▸ **Work to do**
Copy out every line of the records below, requests included, but multiply each point coordinate in the answers by 0.25 and round it to a whole number, with halves rounded up. Leave out the pictures.

BEGIN

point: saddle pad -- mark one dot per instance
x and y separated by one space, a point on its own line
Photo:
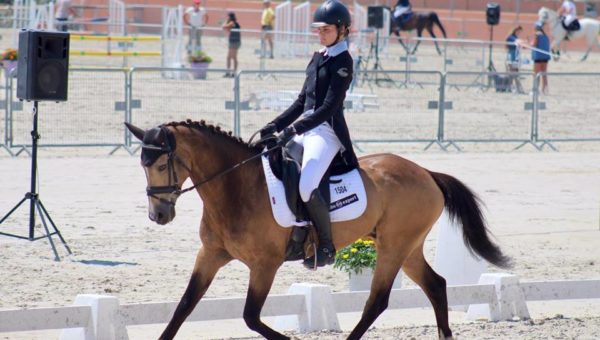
348 197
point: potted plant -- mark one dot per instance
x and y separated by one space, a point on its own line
358 260
199 62
9 60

END

▸ **Right answer**
point: saddle pad -- mark one dot per instance
x and y separated by one space, a point on its own line
Photo:
87 49
point: potted plant -- mark one dot per instance
x and y separated by one space, a point on its own line
90 65
50 16
2 15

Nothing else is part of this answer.